Reproduce the material starting with the line containing "target: green foliage" and going on through the line containing "251 170 L 251", substituting "leafy greenery" for "green foliage" and leaving everything else unchanged.
** START OF DATA IN THIS EXERCISE **
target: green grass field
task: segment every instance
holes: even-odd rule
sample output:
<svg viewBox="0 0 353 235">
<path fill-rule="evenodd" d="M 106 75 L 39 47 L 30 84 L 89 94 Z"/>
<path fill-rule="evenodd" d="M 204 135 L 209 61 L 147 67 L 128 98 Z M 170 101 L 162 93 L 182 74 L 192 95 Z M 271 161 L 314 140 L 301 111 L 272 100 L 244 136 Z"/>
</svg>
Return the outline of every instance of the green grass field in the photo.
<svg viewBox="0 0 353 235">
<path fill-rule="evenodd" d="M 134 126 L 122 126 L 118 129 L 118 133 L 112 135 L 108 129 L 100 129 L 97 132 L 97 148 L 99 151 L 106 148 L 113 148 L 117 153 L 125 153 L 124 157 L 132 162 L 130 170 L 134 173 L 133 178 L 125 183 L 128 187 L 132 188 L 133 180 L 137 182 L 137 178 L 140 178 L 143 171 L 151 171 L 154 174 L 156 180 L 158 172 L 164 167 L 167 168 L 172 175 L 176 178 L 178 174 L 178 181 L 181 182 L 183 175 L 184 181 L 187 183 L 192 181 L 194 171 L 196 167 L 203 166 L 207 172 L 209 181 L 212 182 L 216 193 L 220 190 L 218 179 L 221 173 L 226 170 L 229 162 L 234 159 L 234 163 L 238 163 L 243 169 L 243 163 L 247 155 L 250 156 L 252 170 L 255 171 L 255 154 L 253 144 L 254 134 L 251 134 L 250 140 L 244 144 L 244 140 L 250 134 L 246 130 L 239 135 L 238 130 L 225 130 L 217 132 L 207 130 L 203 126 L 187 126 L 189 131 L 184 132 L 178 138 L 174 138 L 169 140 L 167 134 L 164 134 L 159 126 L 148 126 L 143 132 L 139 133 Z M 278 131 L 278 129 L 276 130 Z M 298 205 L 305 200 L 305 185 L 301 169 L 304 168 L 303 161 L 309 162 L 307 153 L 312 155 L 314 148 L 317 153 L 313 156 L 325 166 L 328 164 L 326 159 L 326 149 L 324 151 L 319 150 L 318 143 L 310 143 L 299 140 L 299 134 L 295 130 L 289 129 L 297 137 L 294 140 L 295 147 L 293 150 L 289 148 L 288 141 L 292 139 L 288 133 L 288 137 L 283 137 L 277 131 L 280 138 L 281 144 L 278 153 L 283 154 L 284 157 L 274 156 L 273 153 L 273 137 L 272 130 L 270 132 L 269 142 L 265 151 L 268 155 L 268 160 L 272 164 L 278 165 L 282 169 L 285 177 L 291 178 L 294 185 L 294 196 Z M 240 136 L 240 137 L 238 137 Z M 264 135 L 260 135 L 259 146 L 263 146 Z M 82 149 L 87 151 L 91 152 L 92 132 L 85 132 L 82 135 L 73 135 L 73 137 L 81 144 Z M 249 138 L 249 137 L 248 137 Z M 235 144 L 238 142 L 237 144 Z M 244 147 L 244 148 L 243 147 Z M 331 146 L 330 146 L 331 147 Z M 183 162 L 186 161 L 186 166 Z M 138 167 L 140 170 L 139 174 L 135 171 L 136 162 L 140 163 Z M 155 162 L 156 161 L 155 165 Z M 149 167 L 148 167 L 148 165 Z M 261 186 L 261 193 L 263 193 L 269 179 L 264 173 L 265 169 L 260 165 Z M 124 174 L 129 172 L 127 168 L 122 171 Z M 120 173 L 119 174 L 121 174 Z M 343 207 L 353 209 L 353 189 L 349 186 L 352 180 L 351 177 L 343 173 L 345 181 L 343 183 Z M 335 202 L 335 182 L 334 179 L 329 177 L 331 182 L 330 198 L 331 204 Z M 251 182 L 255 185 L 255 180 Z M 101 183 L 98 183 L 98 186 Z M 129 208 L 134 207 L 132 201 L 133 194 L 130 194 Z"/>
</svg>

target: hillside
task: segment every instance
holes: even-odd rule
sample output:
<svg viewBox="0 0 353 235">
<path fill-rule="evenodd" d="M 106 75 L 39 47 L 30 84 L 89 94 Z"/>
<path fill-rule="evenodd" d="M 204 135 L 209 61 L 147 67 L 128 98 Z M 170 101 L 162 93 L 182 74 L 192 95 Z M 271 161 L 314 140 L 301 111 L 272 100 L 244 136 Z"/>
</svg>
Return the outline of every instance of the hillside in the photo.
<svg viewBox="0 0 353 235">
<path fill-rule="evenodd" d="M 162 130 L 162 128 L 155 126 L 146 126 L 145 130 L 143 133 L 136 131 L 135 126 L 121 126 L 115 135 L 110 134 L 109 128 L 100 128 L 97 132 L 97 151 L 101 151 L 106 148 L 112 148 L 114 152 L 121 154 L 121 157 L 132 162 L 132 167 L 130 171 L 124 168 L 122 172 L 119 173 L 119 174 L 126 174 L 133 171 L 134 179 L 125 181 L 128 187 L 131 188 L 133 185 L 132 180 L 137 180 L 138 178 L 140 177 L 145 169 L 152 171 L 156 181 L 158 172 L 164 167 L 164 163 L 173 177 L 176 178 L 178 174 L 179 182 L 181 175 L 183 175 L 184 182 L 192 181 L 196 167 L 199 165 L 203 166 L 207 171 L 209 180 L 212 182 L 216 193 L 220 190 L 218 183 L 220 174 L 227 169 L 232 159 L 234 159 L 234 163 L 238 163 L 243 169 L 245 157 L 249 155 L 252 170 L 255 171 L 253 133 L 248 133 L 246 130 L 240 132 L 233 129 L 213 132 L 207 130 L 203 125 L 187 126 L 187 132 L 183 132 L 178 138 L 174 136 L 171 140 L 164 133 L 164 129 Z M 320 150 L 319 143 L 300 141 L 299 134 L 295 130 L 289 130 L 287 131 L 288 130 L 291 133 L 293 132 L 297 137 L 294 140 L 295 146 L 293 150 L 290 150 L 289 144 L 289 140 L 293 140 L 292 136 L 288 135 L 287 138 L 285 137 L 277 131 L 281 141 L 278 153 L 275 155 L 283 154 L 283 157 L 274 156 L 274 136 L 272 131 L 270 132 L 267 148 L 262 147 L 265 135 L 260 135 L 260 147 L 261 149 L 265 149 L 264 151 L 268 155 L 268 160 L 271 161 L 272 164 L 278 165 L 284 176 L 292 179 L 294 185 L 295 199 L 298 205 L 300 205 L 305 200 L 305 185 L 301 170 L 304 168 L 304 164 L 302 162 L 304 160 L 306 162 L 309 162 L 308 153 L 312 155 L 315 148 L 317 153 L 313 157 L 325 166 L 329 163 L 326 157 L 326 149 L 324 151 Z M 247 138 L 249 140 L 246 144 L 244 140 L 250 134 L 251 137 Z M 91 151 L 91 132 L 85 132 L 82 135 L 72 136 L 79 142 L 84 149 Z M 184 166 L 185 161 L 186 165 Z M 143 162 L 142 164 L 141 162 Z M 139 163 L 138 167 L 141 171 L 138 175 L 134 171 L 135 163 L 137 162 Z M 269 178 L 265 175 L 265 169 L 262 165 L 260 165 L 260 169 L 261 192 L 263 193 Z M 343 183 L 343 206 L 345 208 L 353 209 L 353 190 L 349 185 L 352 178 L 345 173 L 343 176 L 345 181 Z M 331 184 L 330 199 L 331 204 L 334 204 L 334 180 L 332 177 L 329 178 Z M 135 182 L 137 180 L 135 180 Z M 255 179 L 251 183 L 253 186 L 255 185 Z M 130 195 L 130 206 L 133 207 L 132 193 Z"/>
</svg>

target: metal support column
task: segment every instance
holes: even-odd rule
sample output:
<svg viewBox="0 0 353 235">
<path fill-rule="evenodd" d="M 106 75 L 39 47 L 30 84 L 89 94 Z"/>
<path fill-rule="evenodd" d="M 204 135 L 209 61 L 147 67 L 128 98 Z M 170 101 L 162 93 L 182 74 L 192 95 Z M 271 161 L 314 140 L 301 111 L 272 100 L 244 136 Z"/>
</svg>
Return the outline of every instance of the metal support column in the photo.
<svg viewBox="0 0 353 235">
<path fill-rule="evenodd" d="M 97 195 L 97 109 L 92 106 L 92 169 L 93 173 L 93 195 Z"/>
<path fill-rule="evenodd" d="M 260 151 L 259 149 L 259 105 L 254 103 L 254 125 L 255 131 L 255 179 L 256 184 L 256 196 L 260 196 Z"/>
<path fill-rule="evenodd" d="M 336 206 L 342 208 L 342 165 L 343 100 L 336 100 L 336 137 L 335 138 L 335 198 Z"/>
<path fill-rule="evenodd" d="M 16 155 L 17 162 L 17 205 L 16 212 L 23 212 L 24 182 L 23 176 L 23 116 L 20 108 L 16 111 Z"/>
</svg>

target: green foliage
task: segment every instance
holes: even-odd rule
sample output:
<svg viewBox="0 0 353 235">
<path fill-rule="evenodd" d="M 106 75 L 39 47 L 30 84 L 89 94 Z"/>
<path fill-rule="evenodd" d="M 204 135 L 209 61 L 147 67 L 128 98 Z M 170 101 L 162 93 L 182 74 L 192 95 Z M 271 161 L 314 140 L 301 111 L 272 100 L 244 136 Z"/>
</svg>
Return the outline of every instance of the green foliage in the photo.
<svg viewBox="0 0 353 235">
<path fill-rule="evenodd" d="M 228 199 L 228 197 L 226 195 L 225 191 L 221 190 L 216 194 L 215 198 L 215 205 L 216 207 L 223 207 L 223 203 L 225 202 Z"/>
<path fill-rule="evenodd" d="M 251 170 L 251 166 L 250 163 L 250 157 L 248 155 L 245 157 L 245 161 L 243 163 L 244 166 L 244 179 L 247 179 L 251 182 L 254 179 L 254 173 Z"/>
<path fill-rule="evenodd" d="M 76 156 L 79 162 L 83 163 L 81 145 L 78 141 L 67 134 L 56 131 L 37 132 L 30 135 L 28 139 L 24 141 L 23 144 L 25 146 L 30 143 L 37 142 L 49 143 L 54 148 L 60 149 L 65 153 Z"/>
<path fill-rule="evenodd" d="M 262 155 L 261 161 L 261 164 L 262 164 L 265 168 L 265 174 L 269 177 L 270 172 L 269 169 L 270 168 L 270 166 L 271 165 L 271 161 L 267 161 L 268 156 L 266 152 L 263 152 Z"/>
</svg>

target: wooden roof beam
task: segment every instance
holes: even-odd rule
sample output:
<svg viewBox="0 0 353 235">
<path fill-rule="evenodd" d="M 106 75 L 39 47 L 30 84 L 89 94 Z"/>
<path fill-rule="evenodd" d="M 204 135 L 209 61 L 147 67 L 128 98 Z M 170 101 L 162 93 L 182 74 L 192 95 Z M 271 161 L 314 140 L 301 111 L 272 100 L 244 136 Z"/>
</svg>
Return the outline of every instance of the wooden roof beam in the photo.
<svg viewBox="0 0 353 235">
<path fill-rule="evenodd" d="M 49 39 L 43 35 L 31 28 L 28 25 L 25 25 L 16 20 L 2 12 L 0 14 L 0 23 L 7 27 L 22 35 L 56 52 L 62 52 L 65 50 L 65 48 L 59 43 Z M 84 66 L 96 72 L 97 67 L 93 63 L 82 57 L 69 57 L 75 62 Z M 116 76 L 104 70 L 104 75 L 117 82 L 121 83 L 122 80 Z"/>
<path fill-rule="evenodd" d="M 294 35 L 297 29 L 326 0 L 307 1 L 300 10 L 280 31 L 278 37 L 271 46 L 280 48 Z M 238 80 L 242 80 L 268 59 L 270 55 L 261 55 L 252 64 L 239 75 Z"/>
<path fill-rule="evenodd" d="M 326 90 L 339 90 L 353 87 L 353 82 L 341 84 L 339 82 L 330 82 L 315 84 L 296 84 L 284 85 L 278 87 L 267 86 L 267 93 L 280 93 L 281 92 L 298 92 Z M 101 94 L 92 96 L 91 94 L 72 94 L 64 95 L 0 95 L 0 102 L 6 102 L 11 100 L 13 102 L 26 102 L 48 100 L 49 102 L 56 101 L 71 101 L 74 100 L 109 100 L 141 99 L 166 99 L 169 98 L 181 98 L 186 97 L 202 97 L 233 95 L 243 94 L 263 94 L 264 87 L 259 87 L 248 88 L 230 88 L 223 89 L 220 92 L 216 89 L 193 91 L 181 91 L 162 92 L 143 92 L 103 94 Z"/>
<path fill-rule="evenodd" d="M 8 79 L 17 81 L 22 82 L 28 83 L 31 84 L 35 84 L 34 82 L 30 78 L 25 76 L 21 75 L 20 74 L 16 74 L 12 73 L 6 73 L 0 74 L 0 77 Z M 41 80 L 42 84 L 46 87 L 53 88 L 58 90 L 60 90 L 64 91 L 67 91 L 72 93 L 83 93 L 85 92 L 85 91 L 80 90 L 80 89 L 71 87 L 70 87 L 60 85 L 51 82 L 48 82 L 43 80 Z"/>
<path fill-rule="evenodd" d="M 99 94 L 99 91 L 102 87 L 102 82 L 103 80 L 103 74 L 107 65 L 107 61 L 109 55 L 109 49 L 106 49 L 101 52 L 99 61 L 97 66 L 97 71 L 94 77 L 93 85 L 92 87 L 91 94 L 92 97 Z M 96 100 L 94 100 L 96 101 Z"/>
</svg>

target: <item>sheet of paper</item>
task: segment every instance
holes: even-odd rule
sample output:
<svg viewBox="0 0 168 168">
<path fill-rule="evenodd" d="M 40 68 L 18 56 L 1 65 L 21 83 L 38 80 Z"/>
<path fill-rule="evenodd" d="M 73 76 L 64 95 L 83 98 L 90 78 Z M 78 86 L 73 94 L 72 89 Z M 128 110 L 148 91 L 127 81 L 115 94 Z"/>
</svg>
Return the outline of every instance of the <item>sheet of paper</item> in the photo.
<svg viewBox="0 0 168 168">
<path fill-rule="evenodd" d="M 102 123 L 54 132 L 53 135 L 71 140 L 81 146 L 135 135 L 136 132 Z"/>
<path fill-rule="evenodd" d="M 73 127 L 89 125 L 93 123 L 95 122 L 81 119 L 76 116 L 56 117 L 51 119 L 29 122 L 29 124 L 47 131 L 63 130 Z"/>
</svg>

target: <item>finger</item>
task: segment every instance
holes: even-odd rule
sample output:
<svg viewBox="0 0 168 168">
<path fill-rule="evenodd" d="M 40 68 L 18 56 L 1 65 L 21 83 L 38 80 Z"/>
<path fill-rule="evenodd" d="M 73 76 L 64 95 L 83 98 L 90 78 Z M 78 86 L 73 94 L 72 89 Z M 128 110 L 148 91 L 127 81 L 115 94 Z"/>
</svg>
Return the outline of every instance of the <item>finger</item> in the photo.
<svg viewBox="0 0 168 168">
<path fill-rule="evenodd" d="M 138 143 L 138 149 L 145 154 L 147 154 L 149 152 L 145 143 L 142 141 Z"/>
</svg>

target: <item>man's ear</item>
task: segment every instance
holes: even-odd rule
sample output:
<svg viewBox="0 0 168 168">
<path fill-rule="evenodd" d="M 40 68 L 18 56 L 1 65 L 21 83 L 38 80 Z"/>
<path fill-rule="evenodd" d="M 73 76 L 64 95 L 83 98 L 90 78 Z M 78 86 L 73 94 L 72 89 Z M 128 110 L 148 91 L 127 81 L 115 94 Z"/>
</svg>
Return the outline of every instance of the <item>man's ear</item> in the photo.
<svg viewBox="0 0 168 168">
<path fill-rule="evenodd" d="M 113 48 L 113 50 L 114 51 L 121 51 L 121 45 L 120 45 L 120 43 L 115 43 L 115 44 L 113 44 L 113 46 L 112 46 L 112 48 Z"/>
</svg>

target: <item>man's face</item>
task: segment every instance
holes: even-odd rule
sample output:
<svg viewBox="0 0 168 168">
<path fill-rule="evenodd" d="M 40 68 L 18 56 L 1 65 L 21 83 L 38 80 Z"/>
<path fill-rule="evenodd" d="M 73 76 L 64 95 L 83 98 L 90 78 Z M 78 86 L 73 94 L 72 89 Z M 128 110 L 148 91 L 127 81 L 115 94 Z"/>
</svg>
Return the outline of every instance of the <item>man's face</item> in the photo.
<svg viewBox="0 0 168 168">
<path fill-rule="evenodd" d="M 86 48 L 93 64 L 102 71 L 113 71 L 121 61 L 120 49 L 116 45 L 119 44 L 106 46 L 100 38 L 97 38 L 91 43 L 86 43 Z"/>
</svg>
** END OF DATA IN THIS EXERCISE **
**REPLY TO THE EXERCISE**
target: leafy greenery
task: segment every instance
holes: even-odd rule
sample output:
<svg viewBox="0 0 353 235">
<path fill-rule="evenodd" d="M 106 75 L 39 47 L 30 84 L 89 94 Z"/>
<path fill-rule="evenodd" d="M 204 135 L 209 61 L 147 67 L 128 98 Z M 170 101 L 162 93 L 182 74 L 192 95 Z M 271 161 L 314 140 L 301 111 L 272 100 L 244 136 Z"/>
</svg>
Return the outline of every instance of the leafy greenery in the photo.
<svg viewBox="0 0 353 235">
<path fill-rule="evenodd" d="M 228 199 L 228 197 L 226 195 L 225 191 L 221 190 L 216 194 L 215 198 L 215 205 L 216 207 L 223 207 L 223 203 L 225 202 Z"/>
<path fill-rule="evenodd" d="M 251 170 L 251 166 L 250 163 L 250 157 L 248 155 L 245 157 L 245 161 L 243 163 L 244 166 L 244 179 L 247 179 L 251 182 L 254 179 L 254 173 Z"/>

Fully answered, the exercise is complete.